WHAT YOU HAVE TO DO: From the records below, extract word for word the stretch from the line containing "Task: complete each" through the line containing "box: [394, 154, 407, 181]", including both of those lines.

RECORDS TO PROCESS:
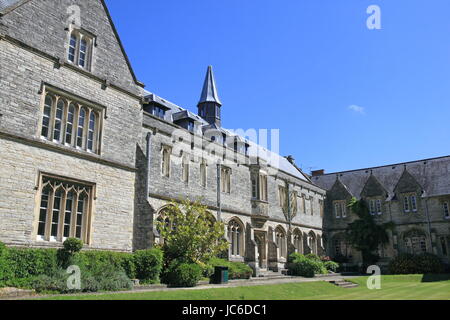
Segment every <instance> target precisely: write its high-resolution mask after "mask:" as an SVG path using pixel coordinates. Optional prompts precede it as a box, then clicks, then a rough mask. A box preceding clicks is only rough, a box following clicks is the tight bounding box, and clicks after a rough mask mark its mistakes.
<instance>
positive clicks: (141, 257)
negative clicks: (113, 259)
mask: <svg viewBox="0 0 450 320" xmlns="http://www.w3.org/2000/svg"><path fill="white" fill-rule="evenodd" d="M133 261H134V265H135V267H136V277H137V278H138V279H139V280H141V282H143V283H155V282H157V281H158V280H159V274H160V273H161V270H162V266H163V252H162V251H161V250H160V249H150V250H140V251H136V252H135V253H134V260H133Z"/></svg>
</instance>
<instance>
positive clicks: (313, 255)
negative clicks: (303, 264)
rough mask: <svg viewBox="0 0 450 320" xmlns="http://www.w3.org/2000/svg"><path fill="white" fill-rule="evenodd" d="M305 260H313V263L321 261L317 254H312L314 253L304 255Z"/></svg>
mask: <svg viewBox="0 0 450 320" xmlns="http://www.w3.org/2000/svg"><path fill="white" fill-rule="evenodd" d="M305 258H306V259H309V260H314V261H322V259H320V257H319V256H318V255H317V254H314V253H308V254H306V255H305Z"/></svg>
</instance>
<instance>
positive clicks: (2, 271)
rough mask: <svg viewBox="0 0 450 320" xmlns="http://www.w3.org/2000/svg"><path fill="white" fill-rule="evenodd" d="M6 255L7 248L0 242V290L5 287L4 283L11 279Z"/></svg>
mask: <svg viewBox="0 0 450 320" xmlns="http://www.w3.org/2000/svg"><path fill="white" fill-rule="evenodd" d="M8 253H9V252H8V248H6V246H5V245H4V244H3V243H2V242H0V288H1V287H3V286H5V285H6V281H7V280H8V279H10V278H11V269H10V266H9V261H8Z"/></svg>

==

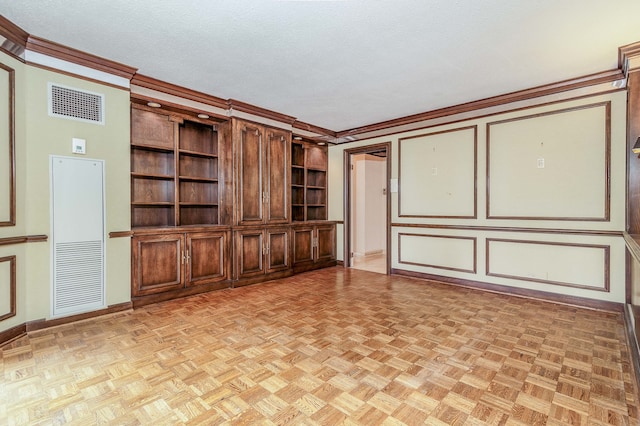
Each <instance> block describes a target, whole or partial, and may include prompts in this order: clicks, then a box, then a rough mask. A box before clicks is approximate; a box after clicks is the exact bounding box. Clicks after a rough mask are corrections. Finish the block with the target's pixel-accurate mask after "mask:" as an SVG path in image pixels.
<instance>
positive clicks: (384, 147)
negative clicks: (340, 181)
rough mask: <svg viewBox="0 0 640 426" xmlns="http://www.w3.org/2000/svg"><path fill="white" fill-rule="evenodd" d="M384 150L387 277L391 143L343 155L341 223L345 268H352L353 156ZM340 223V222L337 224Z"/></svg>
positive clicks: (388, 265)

--

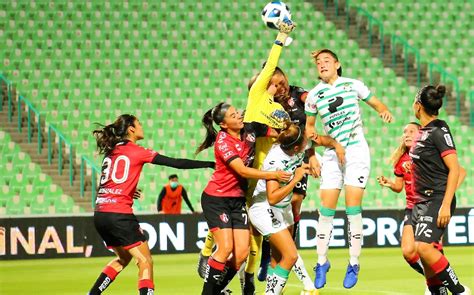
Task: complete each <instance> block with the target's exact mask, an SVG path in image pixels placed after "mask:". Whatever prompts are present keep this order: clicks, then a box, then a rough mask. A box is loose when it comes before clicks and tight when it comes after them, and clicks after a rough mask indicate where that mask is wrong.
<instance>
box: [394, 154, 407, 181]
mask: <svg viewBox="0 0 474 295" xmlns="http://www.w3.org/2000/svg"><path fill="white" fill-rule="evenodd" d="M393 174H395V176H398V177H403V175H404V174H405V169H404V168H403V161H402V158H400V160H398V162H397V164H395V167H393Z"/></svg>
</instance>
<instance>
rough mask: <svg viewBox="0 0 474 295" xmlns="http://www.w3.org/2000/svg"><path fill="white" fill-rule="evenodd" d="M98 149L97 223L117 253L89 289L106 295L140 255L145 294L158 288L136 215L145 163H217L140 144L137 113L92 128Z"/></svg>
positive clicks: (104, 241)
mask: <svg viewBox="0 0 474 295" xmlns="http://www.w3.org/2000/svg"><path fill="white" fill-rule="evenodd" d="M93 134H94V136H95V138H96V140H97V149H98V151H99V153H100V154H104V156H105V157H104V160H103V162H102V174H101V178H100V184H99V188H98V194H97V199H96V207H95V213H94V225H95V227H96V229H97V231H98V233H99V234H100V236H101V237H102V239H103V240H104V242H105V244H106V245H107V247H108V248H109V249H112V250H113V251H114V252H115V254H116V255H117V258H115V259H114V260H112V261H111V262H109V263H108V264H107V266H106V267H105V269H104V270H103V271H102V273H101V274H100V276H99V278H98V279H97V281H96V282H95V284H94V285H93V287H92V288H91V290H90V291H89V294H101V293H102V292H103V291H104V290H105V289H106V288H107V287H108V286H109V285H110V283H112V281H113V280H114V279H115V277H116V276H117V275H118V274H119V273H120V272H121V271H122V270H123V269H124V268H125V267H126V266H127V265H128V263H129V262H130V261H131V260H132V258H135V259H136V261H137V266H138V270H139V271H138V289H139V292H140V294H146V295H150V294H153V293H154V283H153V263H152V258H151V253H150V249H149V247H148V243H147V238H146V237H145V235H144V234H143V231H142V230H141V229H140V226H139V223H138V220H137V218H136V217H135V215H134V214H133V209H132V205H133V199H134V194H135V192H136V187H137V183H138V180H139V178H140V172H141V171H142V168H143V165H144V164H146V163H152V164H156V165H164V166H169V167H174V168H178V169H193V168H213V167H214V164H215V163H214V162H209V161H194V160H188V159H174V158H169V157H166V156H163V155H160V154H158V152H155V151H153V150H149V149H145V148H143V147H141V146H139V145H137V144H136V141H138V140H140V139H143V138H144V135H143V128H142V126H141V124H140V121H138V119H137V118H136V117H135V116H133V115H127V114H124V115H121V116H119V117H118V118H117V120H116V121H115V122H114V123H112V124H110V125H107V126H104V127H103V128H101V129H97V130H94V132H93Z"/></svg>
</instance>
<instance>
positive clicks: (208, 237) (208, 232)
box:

RESULT OF THE EXERCISE:
Task: complete each <instance> block with the target's exact mask, an SVG path in image pixels placed after "mask:". Whatever prompts are present keep this order: clicks, then a box, then a rough mask. A box is loose when it comes before clicks and tight when it comes after them, and clicks after a rough mask indicate where that mask is wrong.
<instance>
box: [394, 154, 407, 181]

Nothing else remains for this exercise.